[Opening Dataset entries section]

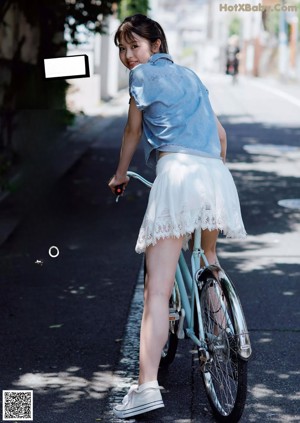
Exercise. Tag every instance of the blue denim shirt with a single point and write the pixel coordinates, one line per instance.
(177, 115)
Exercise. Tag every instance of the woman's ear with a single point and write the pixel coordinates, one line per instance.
(156, 46)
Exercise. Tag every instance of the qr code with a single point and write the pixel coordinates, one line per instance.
(17, 405)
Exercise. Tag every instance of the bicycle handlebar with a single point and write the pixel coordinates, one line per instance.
(120, 188)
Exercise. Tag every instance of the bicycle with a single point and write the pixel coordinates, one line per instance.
(205, 307)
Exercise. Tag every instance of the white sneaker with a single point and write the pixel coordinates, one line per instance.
(139, 400)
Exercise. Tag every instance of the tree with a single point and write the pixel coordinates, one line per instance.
(23, 88)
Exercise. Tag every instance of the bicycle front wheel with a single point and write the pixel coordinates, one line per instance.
(224, 373)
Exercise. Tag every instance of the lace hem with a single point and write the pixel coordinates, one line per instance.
(163, 228)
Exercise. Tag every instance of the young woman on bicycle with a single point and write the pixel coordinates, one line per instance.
(169, 109)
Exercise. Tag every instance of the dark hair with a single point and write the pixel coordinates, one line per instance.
(144, 27)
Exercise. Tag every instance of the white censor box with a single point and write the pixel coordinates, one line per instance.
(67, 67)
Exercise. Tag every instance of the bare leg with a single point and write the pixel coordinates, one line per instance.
(208, 244)
(161, 262)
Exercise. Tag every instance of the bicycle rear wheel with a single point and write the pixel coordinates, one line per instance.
(224, 373)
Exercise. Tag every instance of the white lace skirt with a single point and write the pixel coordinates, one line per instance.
(190, 192)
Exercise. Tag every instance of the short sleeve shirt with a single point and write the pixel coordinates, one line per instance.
(177, 115)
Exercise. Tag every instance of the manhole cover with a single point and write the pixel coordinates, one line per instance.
(269, 149)
(292, 203)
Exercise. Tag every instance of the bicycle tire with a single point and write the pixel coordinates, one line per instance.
(225, 373)
(169, 351)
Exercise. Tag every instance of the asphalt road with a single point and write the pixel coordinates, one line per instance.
(63, 319)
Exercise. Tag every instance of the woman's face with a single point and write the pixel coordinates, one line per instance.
(137, 51)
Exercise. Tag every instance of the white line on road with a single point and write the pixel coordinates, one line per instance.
(277, 92)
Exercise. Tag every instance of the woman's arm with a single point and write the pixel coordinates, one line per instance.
(223, 139)
(131, 138)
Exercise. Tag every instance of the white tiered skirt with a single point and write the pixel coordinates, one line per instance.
(190, 192)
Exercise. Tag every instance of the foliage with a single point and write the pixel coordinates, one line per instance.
(131, 7)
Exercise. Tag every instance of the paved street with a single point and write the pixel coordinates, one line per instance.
(69, 325)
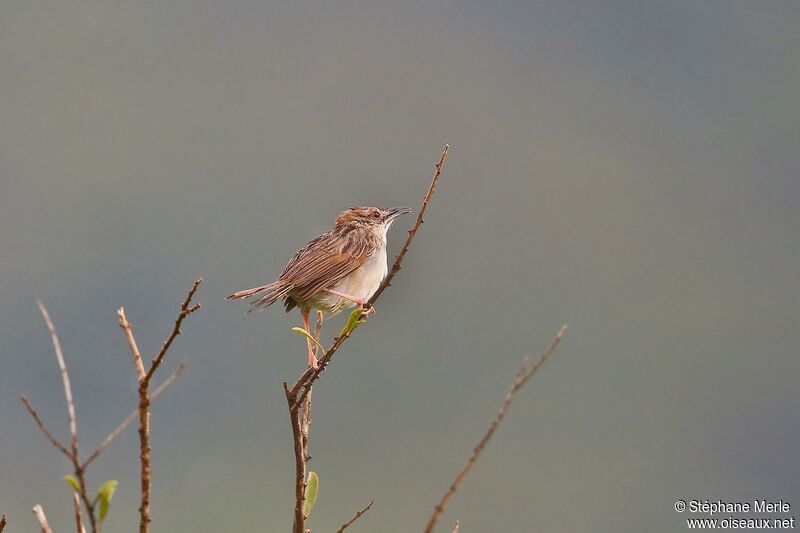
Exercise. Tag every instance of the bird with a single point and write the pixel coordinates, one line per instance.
(337, 270)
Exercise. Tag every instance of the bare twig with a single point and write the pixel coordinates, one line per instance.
(307, 378)
(76, 503)
(300, 393)
(523, 376)
(355, 517)
(134, 414)
(387, 281)
(137, 355)
(300, 455)
(54, 441)
(73, 425)
(72, 453)
(40, 516)
(186, 310)
(145, 398)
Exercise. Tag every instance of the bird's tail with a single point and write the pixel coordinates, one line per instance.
(273, 292)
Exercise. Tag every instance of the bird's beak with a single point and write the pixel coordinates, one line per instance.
(394, 212)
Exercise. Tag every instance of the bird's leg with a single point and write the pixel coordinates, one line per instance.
(318, 328)
(312, 359)
(369, 309)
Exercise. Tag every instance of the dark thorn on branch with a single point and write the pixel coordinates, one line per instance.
(355, 517)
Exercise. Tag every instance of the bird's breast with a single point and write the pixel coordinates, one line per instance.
(361, 283)
(364, 281)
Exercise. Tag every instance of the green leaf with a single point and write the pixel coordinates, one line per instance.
(73, 482)
(355, 319)
(301, 331)
(312, 486)
(105, 494)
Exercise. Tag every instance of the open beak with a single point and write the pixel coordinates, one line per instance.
(394, 212)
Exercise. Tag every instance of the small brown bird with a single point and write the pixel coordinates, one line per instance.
(339, 269)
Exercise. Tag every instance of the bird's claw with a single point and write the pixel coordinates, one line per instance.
(366, 310)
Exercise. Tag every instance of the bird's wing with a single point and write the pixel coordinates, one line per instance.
(327, 259)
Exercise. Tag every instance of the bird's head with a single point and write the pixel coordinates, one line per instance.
(376, 218)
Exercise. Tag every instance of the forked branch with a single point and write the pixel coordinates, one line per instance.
(72, 451)
(299, 395)
(307, 378)
(523, 376)
(145, 397)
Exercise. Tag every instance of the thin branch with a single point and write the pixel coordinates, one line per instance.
(134, 414)
(413, 231)
(76, 503)
(523, 376)
(145, 398)
(300, 460)
(40, 516)
(73, 425)
(355, 517)
(307, 378)
(54, 441)
(137, 355)
(300, 393)
(186, 310)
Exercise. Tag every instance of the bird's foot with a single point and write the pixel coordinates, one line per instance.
(366, 310)
(312, 361)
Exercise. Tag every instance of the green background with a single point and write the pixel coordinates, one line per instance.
(628, 167)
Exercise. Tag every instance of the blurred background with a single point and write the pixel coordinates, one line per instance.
(630, 168)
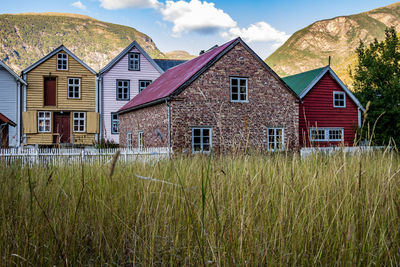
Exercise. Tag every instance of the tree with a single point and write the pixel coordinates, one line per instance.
(377, 80)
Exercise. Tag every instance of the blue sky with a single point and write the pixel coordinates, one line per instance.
(193, 25)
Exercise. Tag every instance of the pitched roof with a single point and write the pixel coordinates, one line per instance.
(302, 83)
(178, 78)
(166, 64)
(6, 120)
(12, 72)
(52, 53)
(124, 52)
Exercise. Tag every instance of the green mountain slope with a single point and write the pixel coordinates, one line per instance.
(309, 48)
(25, 38)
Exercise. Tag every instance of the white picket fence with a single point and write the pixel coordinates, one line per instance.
(53, 156)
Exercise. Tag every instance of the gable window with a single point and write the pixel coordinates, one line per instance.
(326, 134)
(129, 140)
(140, 140)
(44, 121)
(79, 119)
(143, 84)
(201, 140)
(239, 89)
(62, 61)
(134, 61)
(123, 89)
(275, 139)
(74, 88)
(114, 123)
(339, 99)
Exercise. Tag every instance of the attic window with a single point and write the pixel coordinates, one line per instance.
(62, 61)
(134, 61)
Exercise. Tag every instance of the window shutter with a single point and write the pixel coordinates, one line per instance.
(92, 122)
(29, 121)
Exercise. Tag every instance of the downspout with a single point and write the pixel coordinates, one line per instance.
(169, 127)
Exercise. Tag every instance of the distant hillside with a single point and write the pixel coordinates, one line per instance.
(339, 37)
(25, 38)
(179, 54)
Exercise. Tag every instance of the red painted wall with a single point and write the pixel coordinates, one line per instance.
(316, 110)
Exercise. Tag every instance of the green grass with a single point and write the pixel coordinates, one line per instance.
(237, 210)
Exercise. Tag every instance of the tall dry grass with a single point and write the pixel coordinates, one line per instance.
(241, 210)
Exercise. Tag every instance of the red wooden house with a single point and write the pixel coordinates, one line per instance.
(329, 114)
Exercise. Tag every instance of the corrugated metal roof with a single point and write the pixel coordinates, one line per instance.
(174, 78)
(4, 119)
(299, 82)
(166, 64)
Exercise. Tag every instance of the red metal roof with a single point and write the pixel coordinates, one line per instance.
(4, 119)
(173, 78)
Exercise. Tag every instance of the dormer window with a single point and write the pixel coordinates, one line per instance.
(62, 61)
(134, 61)
(339, 100)
(239, 89)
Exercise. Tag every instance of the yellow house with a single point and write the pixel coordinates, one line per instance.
(60, 101)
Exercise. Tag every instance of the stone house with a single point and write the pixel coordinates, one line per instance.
(225, 99)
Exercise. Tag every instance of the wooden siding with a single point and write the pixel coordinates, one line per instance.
(316, 110)
(120, 71)
(8, 103)
(35, 97)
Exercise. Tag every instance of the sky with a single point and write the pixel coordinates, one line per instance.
(194, 25)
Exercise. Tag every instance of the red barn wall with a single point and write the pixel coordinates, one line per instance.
(316, 110)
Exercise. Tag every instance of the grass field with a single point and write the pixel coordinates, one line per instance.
(232, 210)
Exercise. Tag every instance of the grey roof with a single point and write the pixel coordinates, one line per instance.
(166, 64)
(124, 52)
(55, 51)
(12, 72)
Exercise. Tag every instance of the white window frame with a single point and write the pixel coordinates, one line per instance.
(133, 59)
(141, 88)
(238, 93)
(114, 121)
(44, 119)
(140, 140)
(62, 59)
(129, 140)
(201, 139)
(74, 87)
(326, 134)
(75, 120)
(275, 144)
(334, 98)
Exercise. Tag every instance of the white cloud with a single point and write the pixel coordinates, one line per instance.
(78, 4)
(258, 32)
(196, 16)
(120, 4)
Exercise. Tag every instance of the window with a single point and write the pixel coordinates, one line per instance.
(62, 61)
(140, 140)
(44, 121)
(129, 140)
(326, 134)
(143, 84)
(74, 88)
(275, 139)
(133, 61)
(123, 89)
(339, 99)
(79, 122)
(239, 89)
(114, 123)
(201, 140)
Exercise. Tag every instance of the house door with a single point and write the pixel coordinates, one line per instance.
(62, 127)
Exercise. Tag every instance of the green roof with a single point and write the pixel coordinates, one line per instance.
(299, 82)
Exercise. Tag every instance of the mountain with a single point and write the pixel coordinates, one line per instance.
(309, 48)
(179, 54)
(25, 38)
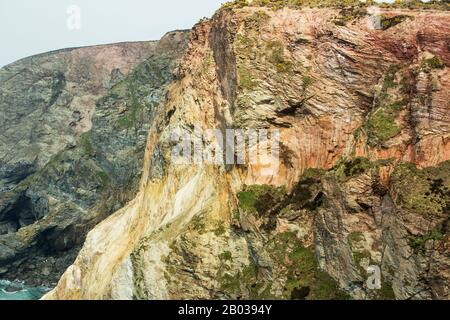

[Closing Dataset entries section]

*Exercise objective*:
Only the lines from the one with "Exercise. Tag every instance of the house" through the final line of the entries belong in the answer, set down exactly, with both ends included and no pictures.

*Result of the exercise*:
Exercise. Tag every instance of the house door with a single point and write the pixel coordinates, one line per instance.
(62, 127)
Exercise. Tag every instance of the green roof with a single point and write the pixel coordinates, one line per instance.
(299, 82)
Exercise. Tag every instance of the mountain with a single point and write the pixel coordinates, one line per instance.
(309, 48)
(179, 54)
(25, 38)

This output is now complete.